(Records held in a dataset)
==========

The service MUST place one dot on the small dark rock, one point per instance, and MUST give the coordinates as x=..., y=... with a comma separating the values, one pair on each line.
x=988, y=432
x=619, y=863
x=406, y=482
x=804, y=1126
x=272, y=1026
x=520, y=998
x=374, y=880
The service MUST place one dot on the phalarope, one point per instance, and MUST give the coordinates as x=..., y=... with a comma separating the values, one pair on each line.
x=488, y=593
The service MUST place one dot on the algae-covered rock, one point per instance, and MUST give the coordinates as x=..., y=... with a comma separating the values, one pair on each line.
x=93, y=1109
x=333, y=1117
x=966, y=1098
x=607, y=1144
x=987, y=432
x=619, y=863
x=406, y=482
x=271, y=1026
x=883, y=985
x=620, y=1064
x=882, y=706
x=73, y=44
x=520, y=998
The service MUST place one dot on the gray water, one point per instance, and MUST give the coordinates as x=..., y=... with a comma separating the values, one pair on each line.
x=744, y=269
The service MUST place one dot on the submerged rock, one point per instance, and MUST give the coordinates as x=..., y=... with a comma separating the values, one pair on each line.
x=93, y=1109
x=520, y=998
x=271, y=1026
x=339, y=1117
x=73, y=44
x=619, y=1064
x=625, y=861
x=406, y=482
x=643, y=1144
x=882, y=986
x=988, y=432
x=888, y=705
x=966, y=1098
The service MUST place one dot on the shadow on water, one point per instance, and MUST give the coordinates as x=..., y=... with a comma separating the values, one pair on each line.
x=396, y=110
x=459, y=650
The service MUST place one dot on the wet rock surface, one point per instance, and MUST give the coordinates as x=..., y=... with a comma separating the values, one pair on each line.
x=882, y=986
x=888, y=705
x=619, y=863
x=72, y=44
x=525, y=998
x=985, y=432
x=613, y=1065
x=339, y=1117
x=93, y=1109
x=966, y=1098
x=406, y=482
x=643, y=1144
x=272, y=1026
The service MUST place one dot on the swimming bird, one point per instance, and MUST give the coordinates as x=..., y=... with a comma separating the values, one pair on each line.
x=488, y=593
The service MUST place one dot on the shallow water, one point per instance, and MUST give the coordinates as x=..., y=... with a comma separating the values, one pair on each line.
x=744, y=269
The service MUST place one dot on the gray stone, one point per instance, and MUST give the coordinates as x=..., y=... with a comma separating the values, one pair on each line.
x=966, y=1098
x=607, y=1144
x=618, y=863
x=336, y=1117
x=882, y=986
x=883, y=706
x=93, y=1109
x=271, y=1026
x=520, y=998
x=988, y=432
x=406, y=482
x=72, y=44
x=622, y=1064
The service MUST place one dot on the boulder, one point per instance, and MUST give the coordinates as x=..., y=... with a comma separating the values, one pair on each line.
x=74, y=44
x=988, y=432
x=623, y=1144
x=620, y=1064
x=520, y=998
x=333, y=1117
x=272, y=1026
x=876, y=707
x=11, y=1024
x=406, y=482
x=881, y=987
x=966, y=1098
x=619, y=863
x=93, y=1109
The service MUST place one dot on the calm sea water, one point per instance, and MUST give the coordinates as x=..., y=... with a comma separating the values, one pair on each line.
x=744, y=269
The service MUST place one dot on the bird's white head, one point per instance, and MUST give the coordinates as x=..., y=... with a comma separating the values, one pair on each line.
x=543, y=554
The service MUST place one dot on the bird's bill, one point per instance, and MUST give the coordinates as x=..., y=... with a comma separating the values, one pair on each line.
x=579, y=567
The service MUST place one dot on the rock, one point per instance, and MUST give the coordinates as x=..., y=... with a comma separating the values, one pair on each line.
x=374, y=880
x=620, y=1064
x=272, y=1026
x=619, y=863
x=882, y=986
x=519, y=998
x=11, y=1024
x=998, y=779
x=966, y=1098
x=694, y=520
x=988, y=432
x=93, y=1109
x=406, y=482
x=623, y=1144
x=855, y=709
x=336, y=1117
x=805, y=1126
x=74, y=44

==========

- Written task -
In the stretch from the line containing "The service MUST place one dot on the rock, one" through the end of the records, change "dot" to "marker", and reproduce only that stretch with everything else unchanged.

- Finished exercise -
The service MUST place one marker on the rock, one point per instance, and MUST give the coordinates as x=..., y=... with a comma separating the values, one pair on each line.
x=374, y=880
x=620, y=1064
x=272, y=1026
x=619, y=863
x=882, y=986
x=519, y=998
x=11, y=1024
x=998, y=779
x=966, y=1098
x=694, y=520
x=988, y=432
x=93, y=1109
x=406, y=482
x=623, y=1144
x=855, y=709
x=336, y=1117
x=805, y=1126
x=74, y=44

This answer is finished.